'''

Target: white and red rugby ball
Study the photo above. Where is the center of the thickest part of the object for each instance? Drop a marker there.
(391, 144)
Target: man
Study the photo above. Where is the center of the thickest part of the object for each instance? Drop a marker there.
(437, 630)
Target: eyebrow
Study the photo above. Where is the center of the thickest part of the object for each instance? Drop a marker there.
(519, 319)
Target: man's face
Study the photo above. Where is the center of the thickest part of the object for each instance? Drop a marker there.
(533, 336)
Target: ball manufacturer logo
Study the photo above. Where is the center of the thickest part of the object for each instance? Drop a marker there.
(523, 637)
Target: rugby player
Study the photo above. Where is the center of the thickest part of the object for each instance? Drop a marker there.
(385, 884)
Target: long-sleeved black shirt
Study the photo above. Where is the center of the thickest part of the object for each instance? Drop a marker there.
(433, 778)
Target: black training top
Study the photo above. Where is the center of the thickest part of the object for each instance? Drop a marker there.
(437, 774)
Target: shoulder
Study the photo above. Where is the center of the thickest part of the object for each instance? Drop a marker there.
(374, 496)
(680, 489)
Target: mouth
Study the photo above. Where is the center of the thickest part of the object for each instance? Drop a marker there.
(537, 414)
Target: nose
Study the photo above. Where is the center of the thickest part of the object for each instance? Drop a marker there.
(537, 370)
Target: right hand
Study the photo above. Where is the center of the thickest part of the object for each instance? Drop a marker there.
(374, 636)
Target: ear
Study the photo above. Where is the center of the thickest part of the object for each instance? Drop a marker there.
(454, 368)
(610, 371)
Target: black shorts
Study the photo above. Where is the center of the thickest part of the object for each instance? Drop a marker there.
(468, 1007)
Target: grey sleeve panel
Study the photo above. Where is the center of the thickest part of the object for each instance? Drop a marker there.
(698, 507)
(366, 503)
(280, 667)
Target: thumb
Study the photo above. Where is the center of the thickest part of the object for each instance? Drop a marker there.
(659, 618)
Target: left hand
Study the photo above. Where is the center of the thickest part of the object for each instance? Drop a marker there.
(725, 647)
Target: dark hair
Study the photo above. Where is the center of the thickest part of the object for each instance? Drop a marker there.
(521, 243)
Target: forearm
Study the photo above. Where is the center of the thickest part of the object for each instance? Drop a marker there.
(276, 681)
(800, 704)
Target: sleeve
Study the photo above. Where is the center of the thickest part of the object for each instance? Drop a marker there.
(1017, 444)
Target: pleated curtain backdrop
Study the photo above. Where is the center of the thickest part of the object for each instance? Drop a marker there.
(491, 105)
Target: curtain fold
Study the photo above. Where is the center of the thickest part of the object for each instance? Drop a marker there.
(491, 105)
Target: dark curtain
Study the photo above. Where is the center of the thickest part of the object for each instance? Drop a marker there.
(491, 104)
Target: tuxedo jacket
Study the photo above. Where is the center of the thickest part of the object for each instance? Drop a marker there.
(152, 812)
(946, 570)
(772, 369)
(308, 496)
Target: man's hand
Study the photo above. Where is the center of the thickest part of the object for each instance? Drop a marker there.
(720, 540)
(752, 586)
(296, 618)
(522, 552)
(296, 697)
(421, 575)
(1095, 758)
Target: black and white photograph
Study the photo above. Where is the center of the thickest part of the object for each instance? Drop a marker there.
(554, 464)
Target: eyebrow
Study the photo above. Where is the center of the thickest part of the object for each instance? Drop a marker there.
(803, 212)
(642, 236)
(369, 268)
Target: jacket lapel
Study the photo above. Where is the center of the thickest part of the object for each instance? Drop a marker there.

'''

**Set task**
Retype the entries one by one, exactly.

**Answer to the exercise**
Target: white and red rugby ball
Study the photo above. Where is the center of the thickest part of the object for each instance? Drop a marker there.
(391, 144)
Target: man
Study the photo above. Where is the center of the thickest part of the object for each instance? Drop a marker there.
(437, 630)
Target: eyebrow
Study the photo above. Where is the center of the thickest part of the object for each instance? Drop a marker there.
(519, 319)
Target: man's face
Study the photo above. Where is the center of the thickest part of the object for each instance? Drop a marker there.
(533, 336)
Target: ball manufacturer logo
Study the photo above. Where is the center of the thickest part of the object for each instance? Drop a marker there.
(523, 637)
Target: rugby player
Study the photo above. Where is the center of the thickest part of the object for each instance? Drop a marker there.
(385, 884)
Target: long-sleeved black shirt
Study the photo above. Where is the center of the thickest part of the object for each instance? Drop a marker there.
(433, 778)
Target: black training top
Study the photo above. Where is the center of the thickest part of the object for each instance? Drop a marker there.
(437, 774)
Target: shoulder
Study the photo above. Where is the center of the thickest part of the object for each instance? Drop a marker there.
(374, 496)
(680, 489)
Target: mouth
Study the photo above. Where is the center of the thickest part of the object for each instance? Drop a marker there.
(537, 414)
Target: nose
Study the photo above. Where is the center of the thickest part of the object for each instance? Drop a marker there.
(537, 370)
Target: right hand
Study the photo above. Where is the center of the thickest part of the object for each instance? Drop a marker there.
(374, 636)
Target: ear
Study the photo above. Where is the center of the thickest part of the object for each instance? Drop a marker there.
(454, 368)
(610, 371)
Target: black shorts
Study the photo above. Where is the center of the thickest part of the object for each instance? Drop a marker there.
(468, 1007)
Target: grey sleeve panel
Study the photo above. Where is the center of the thickest part of the object for each instance? Drop a marker there.
(698, 507)
(366, 503)
(280, 667)
Target: thumb
Study the photo above. Where is the center of the thickest part of the object for each instance? Drop a marker there.
(659, 618)
Target: left hand
Study the photo above. Where is the center of the thickest part of the object for each instance? Drop a marker there.
(725, 647)
Target: dark hair
Study the photo above. Where is the center of the thickest part of the object for each instance? Drop a marker there.
(521, 243)
Target: forearm
Study the photo above. Where is the center of the thickest part of the object for each instance? Drop a marker there.
(276, 681)
(800, 704)
Target: sleeve
Study the photo above. Where is the center of the thickest part of the object for each instance? Drop a marker there.
(1017, 444)
Target: pleated curtain backdrop
Study the photo above. Where is the center of the thickest part of the object for each instance? Drop a marker there.
(491, 105)
Target: curtain fold
Study the photo above. Where is the center of the thickest part of the object for each instance? Drop a marker there.
(491, 105)
Target: dark curtain
Study the photo above. Where is the center of the thickest part of the object for each instance? Drop a marker there.
(491, 104)
Target: tuxedo jacket
Study the photo above. Where is the center of the thickest part of the object for each instance? Drop a marker there.
(152, 812)
(946, 570)
(772, 369)
(308, 496)
Target: man's hand
Study the photo above. Where is the center of the thickest part of the object for each instance? Drop a marker there.
(720, 540)
(752, 586)
(296, 618)
(522, 552)
(296, 697)
(421, 575)
(1095, 758)
Target: black and white photograph
Study the photo above. Where is the center of the thickest part of the object for each instance? Drop a marker there.
(554, 464)
Target: eyebrow
Study the photo above. Where is the center of the thickest part of the object for each instance? Drop a marker there.
(803, 212)
(642, 236)
(369, 268)
Target: jacket lapel
Study the photo above. Where is the center of the thickest part of the object for each instance? Drop a marker there.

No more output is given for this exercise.